= THE INPUT =
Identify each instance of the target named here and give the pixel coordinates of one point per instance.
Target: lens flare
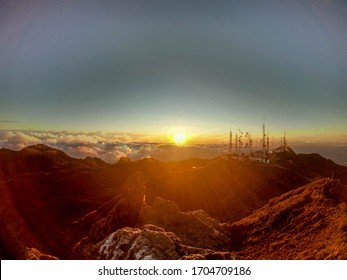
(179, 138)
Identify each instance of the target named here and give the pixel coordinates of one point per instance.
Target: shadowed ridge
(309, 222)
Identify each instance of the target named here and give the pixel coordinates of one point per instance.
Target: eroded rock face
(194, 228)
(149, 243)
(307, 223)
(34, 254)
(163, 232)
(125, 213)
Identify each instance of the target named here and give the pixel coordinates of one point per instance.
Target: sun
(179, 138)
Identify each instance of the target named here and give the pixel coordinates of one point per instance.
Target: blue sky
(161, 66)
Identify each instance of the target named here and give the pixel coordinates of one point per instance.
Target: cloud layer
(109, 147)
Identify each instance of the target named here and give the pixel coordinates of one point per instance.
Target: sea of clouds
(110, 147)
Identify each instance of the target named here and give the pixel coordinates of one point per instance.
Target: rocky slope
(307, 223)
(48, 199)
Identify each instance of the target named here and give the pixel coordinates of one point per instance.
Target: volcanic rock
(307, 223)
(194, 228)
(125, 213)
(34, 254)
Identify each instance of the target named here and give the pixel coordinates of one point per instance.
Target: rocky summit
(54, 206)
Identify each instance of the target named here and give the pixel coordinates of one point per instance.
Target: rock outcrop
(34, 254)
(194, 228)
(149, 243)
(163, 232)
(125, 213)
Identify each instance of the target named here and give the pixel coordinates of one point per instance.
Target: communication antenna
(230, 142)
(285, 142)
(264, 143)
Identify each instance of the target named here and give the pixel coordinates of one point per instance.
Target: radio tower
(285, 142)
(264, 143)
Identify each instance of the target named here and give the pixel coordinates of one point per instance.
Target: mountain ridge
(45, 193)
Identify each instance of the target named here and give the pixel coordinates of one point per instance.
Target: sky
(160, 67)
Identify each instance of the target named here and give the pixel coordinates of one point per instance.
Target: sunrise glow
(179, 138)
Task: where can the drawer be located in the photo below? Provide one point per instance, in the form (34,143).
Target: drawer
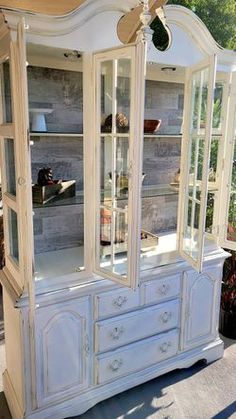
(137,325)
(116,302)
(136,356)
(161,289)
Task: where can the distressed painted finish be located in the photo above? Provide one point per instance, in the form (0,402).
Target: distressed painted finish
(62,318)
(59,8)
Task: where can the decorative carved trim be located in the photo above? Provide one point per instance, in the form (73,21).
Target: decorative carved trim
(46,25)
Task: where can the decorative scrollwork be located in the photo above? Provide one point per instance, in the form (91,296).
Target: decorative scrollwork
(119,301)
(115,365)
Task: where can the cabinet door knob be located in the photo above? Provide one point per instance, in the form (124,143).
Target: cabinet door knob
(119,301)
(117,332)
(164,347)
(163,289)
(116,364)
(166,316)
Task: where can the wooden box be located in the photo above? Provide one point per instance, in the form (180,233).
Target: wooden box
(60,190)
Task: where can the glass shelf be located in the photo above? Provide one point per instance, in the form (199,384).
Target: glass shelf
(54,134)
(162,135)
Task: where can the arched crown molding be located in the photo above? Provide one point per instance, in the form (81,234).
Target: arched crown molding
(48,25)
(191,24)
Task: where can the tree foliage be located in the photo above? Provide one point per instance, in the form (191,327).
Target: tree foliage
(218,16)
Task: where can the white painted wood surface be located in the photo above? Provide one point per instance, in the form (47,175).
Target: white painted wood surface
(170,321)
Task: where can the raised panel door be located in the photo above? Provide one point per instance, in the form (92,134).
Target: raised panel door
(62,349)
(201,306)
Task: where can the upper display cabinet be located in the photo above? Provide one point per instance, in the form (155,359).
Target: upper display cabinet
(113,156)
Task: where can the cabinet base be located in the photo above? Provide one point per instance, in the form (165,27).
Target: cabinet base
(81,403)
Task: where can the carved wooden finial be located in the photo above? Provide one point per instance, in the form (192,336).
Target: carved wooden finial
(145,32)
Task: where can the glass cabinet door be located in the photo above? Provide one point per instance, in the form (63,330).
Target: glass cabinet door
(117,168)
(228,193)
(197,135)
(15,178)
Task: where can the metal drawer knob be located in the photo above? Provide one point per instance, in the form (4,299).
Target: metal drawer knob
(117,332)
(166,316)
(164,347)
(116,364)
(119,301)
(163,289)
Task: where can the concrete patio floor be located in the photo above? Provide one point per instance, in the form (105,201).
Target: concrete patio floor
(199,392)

= YOUR OBJECTIVE =
Print out every entry above without changing a word, and leave out the pictures.

= RESULT =
Identify each instance of the target named here and give the pixel coordinates of one point per instance.
Target: lens flare
(179, 138)
Identify each instance of the target named here and give the pixel coordinates of one point per instance.
Target: shadowed ridge
(309, 222)
Identify each instance of the target named here and give the pixel coordinates of one point per instance.
Target: eroded rock face
(194, 228)
(149, 243)
(307, 223)
(34, 254)
(163, 232)
(125, 213)
Identify each instance of the target named here and give the pixel coordinates of one point per instance.
Target: sun
(179, 138)
Identify each instance of the target named here and give the pixel coordinates of one point per instance.
Target: blue sky
(161, 66)
Identify each instance of the target named here and give the pixel coordinates of one point per instance.
Target: cloud layer
(109, 147)
Identify each instance of the target named here and give the pixel coordinates of one point per instance.
Target: sea of clouds
(110, 147)
Identify each instance of the target named here and give the pixel coordinates of one point per instance.
Target: rocky slope
(307, 223)
(48, 199)
Identify each instance of the target named here and give the pixel coordinates of one point per instance.
Target: volcanic rock
(307, 223)
(194, 228)
(125, 213)
(34, 254)
Identify each instance of the target named here and give the pixel coordinates of one point per instance.
Target: rocky summit
(54, 206)
Identify each instance of the target named here and give the pixel coordinates of one point per instance.
Target: rock outcrop
(34, 254)
(194, 228)
(149, 243)
(163, 232)
(125, 213)
Identify each instance of the target named here and give the pixel coordinates of one point per instance.
Target: communication antenna
(230, 142)
(285, 142)
(264, 143)
Identify each instance of the target named here and give the pixel coordinates of one point per instance.
Target: radio tower
(285, 142)
(264, 143)
Identify each instance of the target named here and give the pixel coordinates of one point per instance.
Target: mountain ridge
(45, 193)
Identify each instance of the target named here and give the pixel coordinates of one point per instance.
Target: sky
(160, 67)
Identify each instance of the target named here and give the pixel coordinates of one point per instance.
Target: sunrise glow
(179, 138)
Task: where can the drawer be located in the photo below? Provide one point per instance, in the form (34,143).
Target: drawer
(137,325)
(116,302)
(136,356)
(161,289)
Task: where can the distressed painted finish be located in the photo above? Provide one point per instance, in the form (0,402).
Target: distressed painted finish
(62,318)
(59,8)
Task: where can the decorative carved trim be located in the photo above? Provide one point per instance, in the form (73,21).
Target: decorative carved trim
(46,25)
Task: where can the decorative scrollwork be located in the photo above? Provide one point per instance, in the form (91,296).
Target: decorative scrollwork
(119,301)
(115,365)
Task: where can the cabinet door knob be located in the photo above? Provide one point per instance, in the form (124,143).
Target: cabinet door knob
(119,301)
(117,332)
(164,347)
(163,289)
(116,364)
(166,316)
Task: where can the wooden box be located in the photo above? Provide one point per instance, in the form (180,233).
Target: wooden box
(60,190)
Task: where can the glass shelf be located in the photo above? Provide one point per instance, in the form (199,384).
Target: glass shelf
(54,134)
(162,135)
Task: where can the arched crown molding be located in the photo above? Provide one point per instance, in the form (81,234).
Target: arched crown molding
(48,25)
(191,24)
Task: where can the tree foliage be located in the photo above? Provide one point per instance, in the form (191,327).
Target: tree foliage
(218,16)
Task: where can the white painted wood surface be located in the photo above? Provide one point per instance, in the form (47,175).
Target: white painted wood surface
(170,321)
Task: where can the raised panel door be located in the photo above? Provide one point per instance, in the form (92,134).
Target: raised panel door
(62,349)
(201,306)
Task: where can the upper display cabinet be located in the photo above? Provide one point per instance, in the form (155,359).
Target: upper display cabinet
(113,156)
Task: where can the cabinet base be located in the photo above? Provide one point per instance, in the form (165,27).
Target: cabinet base
(81,403)
Task: where can the carved wooden finial be located in the photo above? Provide one point per instance, in the form (192,336).
Target: carved wooden finial
(145,32)
Task: where can the glass cabinet door be located in the photo above? Provide one point per instance, in the form (63,330).
Target: glass cabinet door
(117,168)
(228,193)
(197,135)
(15,178)
Task: where can the metal drawer knob be located in the photo above? Provide one point per instance, in the form (4,299).
Target: metal drawer knob
(117,332)
(166,316)
(164,347)
(116,364)
(119,301)
(163,289)
Task: where can the concrete patio floor be located in the photo above? Provide one point per instance, in the form (105,201).
Target: concrete patio floor
(199,392)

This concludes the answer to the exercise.